ABOUT THIS EXERCISE:
Going down the listing below, print exactly each line from the one with "target | rough stone masonry" up to and including the one with "target | asphalt road surface", and skip the rest.

____ AVAILABLE DATA

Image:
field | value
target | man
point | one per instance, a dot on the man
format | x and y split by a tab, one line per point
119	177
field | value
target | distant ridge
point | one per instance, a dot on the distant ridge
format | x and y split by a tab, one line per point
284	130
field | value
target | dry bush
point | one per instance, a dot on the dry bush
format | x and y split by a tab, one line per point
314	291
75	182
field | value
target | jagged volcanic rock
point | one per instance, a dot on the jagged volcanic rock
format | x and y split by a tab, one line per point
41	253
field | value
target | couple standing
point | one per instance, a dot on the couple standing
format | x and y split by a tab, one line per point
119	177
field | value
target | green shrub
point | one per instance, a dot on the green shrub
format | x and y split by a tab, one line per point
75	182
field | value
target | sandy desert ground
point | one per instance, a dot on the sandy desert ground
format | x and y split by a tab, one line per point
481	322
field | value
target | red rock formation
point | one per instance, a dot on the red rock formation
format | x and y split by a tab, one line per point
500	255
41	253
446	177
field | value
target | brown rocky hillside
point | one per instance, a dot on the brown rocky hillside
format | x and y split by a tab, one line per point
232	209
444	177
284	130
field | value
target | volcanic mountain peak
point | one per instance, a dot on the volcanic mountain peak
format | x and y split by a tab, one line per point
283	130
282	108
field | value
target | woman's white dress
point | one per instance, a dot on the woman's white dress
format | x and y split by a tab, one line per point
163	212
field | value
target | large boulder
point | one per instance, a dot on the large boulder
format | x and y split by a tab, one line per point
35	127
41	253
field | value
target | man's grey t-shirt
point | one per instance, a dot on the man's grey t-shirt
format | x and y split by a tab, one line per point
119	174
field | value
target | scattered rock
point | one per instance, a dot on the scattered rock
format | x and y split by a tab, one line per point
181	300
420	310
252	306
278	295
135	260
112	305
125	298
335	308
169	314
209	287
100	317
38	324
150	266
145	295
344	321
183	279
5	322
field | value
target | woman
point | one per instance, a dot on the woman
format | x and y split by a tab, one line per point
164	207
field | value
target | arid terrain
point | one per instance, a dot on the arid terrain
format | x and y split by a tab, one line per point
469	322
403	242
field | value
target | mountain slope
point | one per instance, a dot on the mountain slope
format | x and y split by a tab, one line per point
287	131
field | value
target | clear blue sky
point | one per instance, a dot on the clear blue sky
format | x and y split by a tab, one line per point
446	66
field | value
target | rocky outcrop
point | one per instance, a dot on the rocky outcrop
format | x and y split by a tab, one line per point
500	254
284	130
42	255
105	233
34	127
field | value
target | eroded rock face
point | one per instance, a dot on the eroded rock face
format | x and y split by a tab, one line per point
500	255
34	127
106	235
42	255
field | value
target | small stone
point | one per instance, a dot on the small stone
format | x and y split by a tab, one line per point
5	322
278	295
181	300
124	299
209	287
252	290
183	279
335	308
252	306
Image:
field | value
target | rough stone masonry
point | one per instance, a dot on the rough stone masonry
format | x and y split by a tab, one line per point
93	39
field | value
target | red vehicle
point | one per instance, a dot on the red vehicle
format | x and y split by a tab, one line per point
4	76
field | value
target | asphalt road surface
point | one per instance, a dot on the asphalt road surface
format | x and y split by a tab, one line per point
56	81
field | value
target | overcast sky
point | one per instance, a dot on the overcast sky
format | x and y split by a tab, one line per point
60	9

________

RESULT OF THIS EXERCISE:
target | rough stone masonry
point | one per instance, a dot on the rough stone masonry
format | x and y split by a tab, one line per point
93	39
field | value
target | red vehicle
point | one per instance, a dot on the red vehicle
format | x and y split by a tab, one line per point
4	76
field | value
target | asphalt road surface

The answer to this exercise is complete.